Each record below must be returned exactly as shown.

▶ EXERCISE MATERIAL:
________________________________________

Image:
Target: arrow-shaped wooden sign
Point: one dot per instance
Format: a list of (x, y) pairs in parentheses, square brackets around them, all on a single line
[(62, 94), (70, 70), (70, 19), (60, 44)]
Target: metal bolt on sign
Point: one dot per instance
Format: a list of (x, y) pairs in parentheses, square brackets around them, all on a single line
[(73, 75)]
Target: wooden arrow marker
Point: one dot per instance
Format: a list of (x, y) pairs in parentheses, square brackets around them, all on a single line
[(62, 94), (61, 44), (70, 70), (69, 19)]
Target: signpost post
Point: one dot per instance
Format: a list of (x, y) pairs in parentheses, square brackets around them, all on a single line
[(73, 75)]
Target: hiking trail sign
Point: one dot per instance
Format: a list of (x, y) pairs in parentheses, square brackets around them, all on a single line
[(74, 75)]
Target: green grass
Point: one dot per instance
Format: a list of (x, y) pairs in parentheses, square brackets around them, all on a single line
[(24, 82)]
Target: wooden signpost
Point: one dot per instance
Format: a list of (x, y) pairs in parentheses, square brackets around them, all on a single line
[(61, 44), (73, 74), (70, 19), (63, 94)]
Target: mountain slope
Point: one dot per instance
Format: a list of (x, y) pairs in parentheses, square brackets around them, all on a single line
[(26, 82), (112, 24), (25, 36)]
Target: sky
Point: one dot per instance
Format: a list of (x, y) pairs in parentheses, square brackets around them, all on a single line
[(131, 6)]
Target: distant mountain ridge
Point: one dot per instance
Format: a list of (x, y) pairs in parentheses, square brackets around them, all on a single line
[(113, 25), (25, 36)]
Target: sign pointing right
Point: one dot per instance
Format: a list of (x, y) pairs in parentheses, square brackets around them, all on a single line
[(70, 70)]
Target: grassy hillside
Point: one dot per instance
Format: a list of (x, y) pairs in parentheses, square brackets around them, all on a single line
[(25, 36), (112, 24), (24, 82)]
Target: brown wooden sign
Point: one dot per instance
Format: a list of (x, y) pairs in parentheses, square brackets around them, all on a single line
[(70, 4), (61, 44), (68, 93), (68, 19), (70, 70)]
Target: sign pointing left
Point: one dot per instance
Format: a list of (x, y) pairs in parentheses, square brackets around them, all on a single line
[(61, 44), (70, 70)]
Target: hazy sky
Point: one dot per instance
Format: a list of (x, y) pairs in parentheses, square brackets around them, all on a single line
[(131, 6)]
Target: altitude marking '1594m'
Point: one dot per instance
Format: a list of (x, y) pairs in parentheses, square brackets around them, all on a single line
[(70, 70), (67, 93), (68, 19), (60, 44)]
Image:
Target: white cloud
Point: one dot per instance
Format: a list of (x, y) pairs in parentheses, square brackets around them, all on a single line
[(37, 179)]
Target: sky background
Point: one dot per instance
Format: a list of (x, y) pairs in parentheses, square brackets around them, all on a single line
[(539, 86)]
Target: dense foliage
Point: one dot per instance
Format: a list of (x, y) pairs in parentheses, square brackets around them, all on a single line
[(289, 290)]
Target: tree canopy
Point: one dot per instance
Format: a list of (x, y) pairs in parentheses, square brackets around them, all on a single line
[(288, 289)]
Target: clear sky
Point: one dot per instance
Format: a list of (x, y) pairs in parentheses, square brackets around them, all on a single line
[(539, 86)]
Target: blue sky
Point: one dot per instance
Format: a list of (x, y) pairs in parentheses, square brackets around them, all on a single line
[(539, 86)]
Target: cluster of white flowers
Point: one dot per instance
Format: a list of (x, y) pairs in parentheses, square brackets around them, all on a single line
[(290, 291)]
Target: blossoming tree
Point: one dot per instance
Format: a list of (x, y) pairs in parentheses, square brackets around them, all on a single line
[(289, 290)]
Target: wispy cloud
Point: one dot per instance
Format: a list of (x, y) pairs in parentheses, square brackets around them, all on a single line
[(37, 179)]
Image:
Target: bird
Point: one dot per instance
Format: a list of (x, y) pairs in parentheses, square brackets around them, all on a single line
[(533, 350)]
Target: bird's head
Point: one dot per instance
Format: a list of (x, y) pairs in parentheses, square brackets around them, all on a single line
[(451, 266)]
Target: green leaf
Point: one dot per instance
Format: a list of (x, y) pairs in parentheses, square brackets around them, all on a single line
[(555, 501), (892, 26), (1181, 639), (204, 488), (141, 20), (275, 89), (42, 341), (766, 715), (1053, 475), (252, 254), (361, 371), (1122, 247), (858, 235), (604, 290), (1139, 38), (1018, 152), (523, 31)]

________________________________________

▶ COMPLETE OUTPUT:
Image:
Target: arrow-shaped wooden sign
Point: one dot per instance
Format: a list of (x, y) pairs in parentheses, square brackets around them, all on a single line
[(62, 94), (70, 70), (70, 19), (60, 44)]
Target: metal bolt on sign
Point: one dot per instance
Format: a list of (x, y) pairs in parentheses, square brackets around them, all on a single line
[(73, 75)]
Target: wooden arrow marker
Point: one dot per instance
Format: a list of (x, y) pairs in parentheses, square brackets around them, all on a single line
[(62, 94), (61, 44), (70, 70), (69, 19)]
Target: signpost post
Point: one dot per instance
Format: a list of (x, y) pairs in parentheses, square brackets around them, all on a single line
[(73, 75)]
Target: hiking trail sign
Point: one dot per instance
Format: a list of (x, y) pairs in parentheses, square brackets around them, all on a single line
[(74, 75)]
Target: green grass
Point: one dot per instance
Format: a list of (x, y) pairs in parentheses, square brackets around them, all on a single line
[(24, 82)]
Target: wooden signpost
Point: one dot per instance
Format: a list of (x, y) pairs in parentheses, square brackets around them, all on a single line
[(61, 44), (73, 74), (70, 19), (63, 94)]
Target: mountain slope
Point: one dot per instance
Format: a list of (x, y) pairs in parentheses, square brackets around them, all on a single line
[(26, 82), (112, 24), (25, 36)]
Target: sky
Point: one dot per instance
Format: a list of (x, y) pairs in parentheses, square brackets around them, all on a single line
[(131, 6)]
Target: distant mountain ridge
Point: one dot per instance
Format: a list of (x, y) pairs in parentheses, square brackets around them, all on a single line
[(113, 25), (25, 36)]
Target: sign pointing right
Point: one dot per instance
Format: a list of (x, y) pairs in parentheses, square brackets around them, all on a single line
[(70, 70)]
Target: grassy hillside
Point: one dot per instance
Format: a list of (x, y) pairs in parentheses, square brackets around them, all on a single line
[(25, 36), (112, 24), (24, 82)]
Target: brown wooden sign
Point: one dot per instance
Format: a list of (x, y) pairs in parentheses, square brackets around them, all on a single line
[(70, 4), (61, 44), (68, 93), (68, 19), (70, 70)]
Target: sign pointing left
Point: one dot per instance
Format: a list of (x, y) pairs in parentheses, square brackets around them, all on a single line
[(61, 44), (70, 70)]
Target: hazy sky
Point: one dot per instance
Format: a list of (x, y) pairs in parentheses, square brackets around them, all on a single line
[(131, 6)]
Target: altitude marking '1594m'
Point: one dot per instance
Format: a list of (x, y) pairs in parentheses, square brackets around them, all on a single line
[(70, 70), (67, 93), (68, 19), (60, 44)]
Image:
Target: white cloud
Point: one dot per instance
Format: a list of (x, y) pairs in parentheses, square brackets around them, all on a single line
[(37, 179)]
Target: sky background
Point: one dot per instance
Format: a list of (x, y) pairs in parentheses, square brackets around them, all on a single line
[(539, 86)]
Target: dense foliage
Point: one dot per instance
Format: a list of (x, y) pairs in parentheses, square brackets around them, all on a single line
[(289, 290)]
Target: tree canopy
Point: one dot per instance
Format: a list of (x, y) pairs in parentheses, square brackets around them, all on a single line
[(288, 289)]
Target: clear sky
Point: one dot per instance
Format: a list of (x, y) pairs in parentheses, square brackets around them, all on a single line
[(539, 86)]
Target: blue sky
Point: one dot per instance
Format: a list of (x, y) pairs in parentheses, square brackets around them, all on a single line
[(539, 86)]
Target: cluster of white flowers
Point: one dot per instance
Format: a list of (x, y) pairs in parentheses, square brackets around them, all on a single line
[(290, 291)]
Target: blossoming tree
Point: one dot per instance
Format: a list of (x, y) pairs in parentheses, square brackets around them, all on a single line
[(289, 290)]
Target: wispy cloud
Point: one dot per instance
Format: a list of (x, y) pairs in parentheses, square brackets around them, all on a single line
[(37, 179)]
Image:
Target: bird
Point: one dot per instance
Format: a list of (x, y) pairs in parentheses, square brackets around them, all on a single line
[(533, 350)]
Target: bird's head
Point: one dot per instance
Format: a list of (x, y) pairs in parentheses, square brackets around them, all on a single line
[(451, 266)]
Target: green leaf
Point: one dot per instance
Format: a list of (x, y) pairs in parentheses, square brackets around them, all on a single line
[(555, 501), (892, 26), (1181, 639), (204, 488), (141, 20), (275, 89), (42, 341), (766, 715), (1053, 475), (252, 254), (361, 371), (1122, 247), (858, 235), (604, 290), (1139, 38), (1018, 152), (523, 31)]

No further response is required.